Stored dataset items
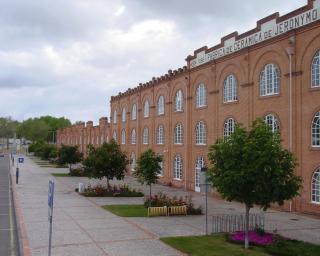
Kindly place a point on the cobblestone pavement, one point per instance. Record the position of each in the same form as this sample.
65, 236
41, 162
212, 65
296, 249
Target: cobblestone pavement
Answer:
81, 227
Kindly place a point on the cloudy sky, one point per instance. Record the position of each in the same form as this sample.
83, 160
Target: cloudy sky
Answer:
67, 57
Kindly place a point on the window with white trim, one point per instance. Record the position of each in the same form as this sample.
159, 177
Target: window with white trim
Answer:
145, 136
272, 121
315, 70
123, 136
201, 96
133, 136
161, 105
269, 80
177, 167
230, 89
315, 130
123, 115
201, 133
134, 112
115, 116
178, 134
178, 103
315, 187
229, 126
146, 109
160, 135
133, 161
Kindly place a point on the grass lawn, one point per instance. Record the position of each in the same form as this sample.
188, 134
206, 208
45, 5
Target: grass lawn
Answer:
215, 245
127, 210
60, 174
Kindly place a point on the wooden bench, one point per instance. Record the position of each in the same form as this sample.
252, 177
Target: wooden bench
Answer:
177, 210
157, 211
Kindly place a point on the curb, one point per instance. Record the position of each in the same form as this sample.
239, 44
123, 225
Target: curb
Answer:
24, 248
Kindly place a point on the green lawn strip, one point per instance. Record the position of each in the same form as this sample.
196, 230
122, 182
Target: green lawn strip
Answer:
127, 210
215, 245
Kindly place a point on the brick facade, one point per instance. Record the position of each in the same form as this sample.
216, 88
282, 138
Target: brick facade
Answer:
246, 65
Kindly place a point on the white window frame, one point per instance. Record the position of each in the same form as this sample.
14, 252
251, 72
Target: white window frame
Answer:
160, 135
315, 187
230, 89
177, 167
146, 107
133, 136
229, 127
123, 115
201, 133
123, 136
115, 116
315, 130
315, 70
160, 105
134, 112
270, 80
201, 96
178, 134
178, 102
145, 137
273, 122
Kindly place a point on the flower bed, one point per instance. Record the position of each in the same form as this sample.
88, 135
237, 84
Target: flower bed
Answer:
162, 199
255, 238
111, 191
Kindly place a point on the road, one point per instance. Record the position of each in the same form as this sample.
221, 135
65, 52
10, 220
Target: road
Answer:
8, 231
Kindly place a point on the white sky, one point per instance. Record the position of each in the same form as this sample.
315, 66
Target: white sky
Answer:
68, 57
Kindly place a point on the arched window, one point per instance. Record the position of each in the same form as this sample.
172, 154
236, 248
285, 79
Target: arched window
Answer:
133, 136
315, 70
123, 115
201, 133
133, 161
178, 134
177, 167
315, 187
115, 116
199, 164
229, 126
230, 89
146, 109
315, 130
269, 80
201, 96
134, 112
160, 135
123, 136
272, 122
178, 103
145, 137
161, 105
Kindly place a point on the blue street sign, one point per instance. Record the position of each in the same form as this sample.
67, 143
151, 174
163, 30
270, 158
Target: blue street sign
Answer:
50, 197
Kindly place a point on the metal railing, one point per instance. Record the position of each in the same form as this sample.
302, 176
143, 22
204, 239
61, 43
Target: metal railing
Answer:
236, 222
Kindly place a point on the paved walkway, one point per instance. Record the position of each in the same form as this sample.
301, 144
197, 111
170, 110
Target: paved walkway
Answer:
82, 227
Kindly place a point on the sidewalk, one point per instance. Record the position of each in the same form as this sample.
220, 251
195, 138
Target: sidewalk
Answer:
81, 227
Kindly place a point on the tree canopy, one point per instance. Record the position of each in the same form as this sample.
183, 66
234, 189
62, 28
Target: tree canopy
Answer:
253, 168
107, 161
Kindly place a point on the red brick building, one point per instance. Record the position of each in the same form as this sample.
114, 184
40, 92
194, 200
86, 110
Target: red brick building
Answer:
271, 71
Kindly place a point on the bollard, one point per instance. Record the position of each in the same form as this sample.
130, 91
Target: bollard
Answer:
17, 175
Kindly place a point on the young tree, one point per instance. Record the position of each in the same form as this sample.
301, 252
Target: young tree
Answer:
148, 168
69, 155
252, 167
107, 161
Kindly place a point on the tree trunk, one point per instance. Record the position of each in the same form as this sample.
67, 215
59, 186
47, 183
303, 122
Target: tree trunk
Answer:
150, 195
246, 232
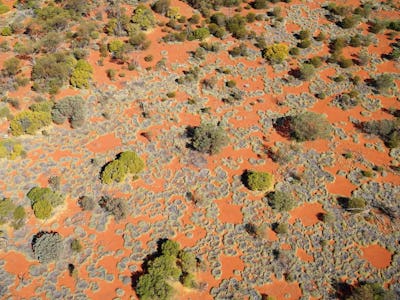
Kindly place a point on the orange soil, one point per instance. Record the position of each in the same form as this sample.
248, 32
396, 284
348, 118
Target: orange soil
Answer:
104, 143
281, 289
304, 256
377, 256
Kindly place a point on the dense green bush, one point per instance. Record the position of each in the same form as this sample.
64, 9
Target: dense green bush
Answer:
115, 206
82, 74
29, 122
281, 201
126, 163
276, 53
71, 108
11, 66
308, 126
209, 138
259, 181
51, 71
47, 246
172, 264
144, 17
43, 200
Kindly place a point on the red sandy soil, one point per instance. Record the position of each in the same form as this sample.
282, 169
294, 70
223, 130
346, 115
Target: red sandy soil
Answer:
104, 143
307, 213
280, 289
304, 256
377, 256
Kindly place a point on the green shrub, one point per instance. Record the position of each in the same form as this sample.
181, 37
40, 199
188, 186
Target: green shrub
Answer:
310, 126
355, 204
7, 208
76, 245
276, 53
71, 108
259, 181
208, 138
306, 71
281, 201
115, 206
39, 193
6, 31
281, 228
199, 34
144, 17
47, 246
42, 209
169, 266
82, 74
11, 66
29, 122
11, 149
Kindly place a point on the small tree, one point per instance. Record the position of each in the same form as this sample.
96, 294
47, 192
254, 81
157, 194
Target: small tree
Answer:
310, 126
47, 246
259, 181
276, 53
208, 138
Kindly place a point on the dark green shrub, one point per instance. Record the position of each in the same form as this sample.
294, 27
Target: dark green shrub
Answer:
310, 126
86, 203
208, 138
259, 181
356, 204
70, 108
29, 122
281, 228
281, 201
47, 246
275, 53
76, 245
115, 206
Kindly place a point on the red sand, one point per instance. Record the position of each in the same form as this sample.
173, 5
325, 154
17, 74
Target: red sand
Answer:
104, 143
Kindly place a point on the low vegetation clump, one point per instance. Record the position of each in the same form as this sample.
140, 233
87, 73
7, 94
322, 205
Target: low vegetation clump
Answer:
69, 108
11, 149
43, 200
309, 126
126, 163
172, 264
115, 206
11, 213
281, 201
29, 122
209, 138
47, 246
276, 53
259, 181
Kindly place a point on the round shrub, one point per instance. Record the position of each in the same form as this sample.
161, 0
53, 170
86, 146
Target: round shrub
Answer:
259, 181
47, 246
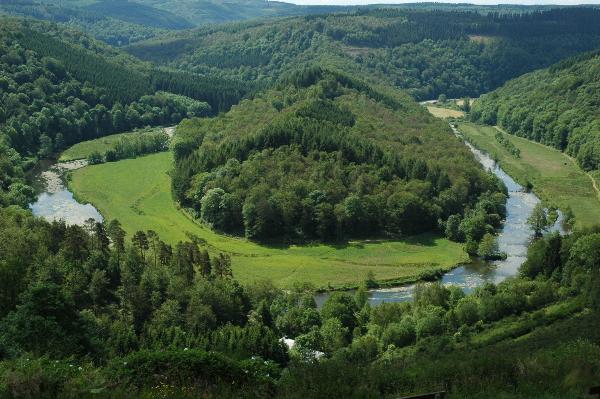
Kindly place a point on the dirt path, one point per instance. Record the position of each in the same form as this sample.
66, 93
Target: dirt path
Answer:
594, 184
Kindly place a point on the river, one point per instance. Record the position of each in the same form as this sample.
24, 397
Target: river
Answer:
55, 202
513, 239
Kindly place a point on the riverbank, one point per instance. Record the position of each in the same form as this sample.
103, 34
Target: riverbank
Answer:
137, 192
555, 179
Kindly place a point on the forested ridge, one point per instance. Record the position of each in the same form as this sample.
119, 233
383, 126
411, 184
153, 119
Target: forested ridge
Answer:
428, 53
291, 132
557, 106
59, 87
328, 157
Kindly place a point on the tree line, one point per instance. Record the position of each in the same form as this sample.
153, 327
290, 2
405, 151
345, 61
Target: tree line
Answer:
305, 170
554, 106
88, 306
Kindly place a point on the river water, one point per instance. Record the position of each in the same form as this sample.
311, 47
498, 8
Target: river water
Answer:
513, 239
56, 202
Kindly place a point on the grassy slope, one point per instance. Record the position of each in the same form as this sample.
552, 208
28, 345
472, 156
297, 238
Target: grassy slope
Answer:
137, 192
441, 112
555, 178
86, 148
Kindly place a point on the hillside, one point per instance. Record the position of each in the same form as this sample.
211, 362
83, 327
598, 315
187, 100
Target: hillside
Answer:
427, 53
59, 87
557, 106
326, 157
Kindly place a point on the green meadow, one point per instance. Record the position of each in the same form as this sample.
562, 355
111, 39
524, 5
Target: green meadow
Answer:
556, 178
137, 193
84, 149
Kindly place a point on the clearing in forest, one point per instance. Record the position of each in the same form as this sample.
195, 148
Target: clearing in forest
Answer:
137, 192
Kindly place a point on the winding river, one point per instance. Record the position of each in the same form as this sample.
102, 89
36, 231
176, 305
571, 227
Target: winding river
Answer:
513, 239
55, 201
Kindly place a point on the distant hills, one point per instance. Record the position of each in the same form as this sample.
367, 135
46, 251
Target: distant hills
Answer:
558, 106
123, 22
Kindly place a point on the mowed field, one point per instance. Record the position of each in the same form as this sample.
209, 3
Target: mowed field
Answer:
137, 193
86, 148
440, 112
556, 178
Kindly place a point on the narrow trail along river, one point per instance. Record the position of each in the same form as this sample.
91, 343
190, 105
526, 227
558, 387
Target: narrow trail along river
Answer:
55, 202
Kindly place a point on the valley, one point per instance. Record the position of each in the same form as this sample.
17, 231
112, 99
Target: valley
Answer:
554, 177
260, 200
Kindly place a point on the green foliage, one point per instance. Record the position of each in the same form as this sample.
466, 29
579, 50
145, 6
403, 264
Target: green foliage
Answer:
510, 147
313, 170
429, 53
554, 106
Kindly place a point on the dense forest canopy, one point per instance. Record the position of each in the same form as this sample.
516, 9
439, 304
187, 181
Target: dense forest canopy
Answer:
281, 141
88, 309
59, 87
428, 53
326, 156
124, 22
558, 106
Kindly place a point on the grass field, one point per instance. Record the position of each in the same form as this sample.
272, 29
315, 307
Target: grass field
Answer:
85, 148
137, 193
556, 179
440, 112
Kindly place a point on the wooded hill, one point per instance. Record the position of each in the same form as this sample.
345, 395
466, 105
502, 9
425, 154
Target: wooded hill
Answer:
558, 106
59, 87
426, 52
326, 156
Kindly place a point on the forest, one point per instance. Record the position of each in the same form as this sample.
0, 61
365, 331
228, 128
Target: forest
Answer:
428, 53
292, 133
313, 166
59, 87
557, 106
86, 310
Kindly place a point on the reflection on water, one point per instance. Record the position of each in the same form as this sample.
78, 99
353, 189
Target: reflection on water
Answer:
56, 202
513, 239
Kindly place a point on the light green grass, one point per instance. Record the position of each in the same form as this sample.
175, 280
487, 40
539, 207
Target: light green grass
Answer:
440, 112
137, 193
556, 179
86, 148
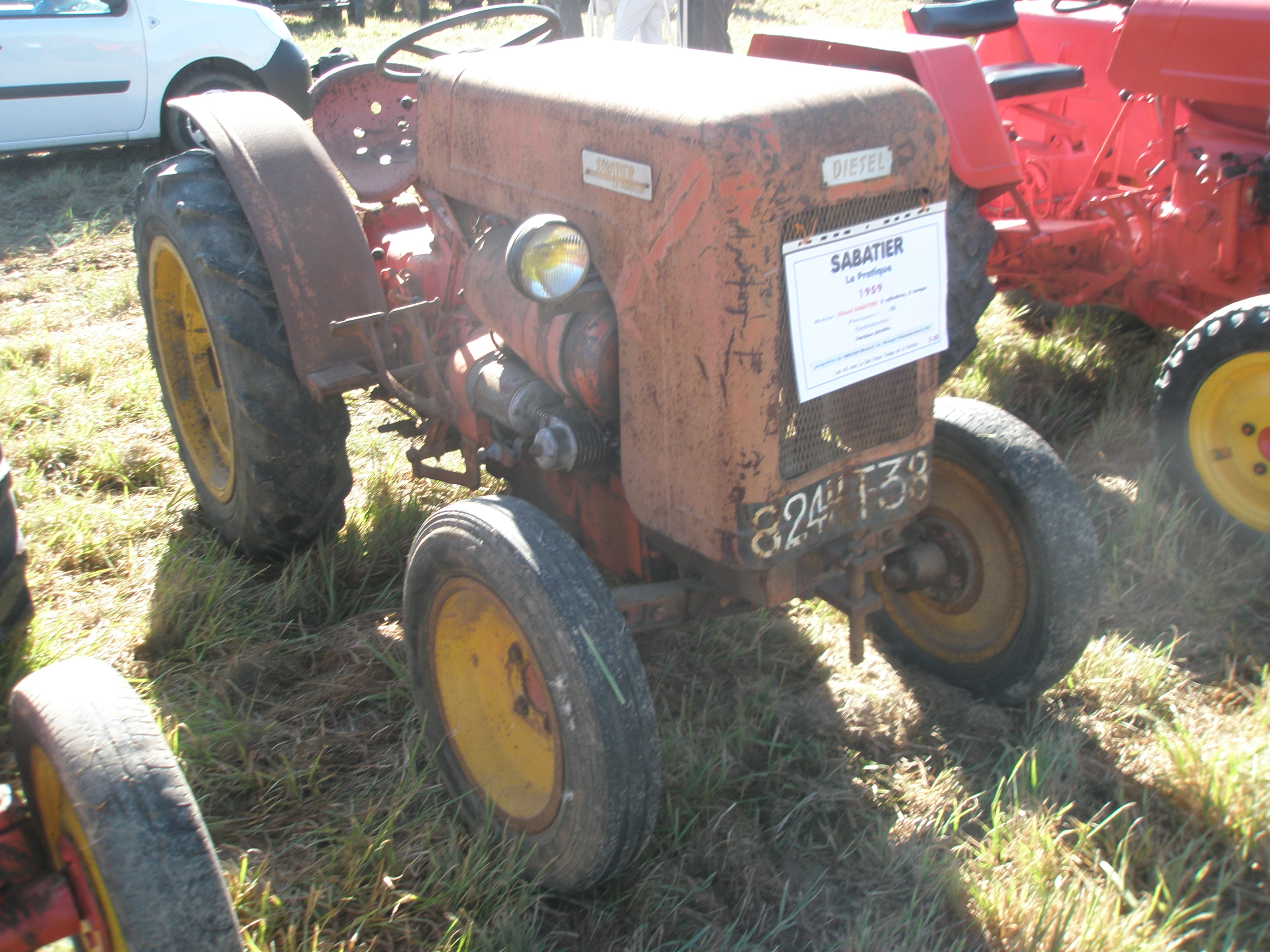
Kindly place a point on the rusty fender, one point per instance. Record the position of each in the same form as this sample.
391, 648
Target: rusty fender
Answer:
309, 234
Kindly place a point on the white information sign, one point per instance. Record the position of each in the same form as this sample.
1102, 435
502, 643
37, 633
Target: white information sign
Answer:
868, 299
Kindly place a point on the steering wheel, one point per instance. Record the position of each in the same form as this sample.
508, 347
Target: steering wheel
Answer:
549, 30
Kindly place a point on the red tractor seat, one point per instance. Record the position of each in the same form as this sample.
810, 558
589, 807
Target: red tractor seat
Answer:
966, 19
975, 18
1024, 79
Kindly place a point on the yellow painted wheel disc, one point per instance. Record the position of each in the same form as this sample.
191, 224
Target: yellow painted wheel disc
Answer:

Objective:
Omit the pictures and please write out exactly the lines between the one containing "Kindly place a point on the light" and the last line of the entries, both included.

Result of the task:
Kindly place a point on the light green grass, one point per instance. Record the position of each in the same form as this sample.
175, 280
487, 40
539, 207
Target: light green grass
Answer:
440, 112
137, 193
556, 179
86, 148
Kindly place a point on the rusty fender, one point per instance. Record the position of each in the same form as this sample.
391, 648
Target: rusty fender
Answer:
309, 234
Kindly place a point on the white information sign, one point per instance. Record the position of each in the same form as this sample.
1102, 435
502, 643
37, 633
Target: white information sign
Answer:
868, 299
Kindly place a point on the steering wheel, one point per instance. Record the position of each in the same form as this sample.
508, 347
Target: steering wheel
Answer:
549, 30
Kindly place a point on the red tractor seat, one point per instance. Record the position of each in the same form as this sample.
810, 558
589, 807
Target: red tractor seat
Answer:
966, 19
975, 18
1024, 79
Kindly place a point on the yellow painted wheel disc, one point per instance. Record the position of each in the same form as this sample.
191, 224
Target: yellow painted wheel disc
Answer:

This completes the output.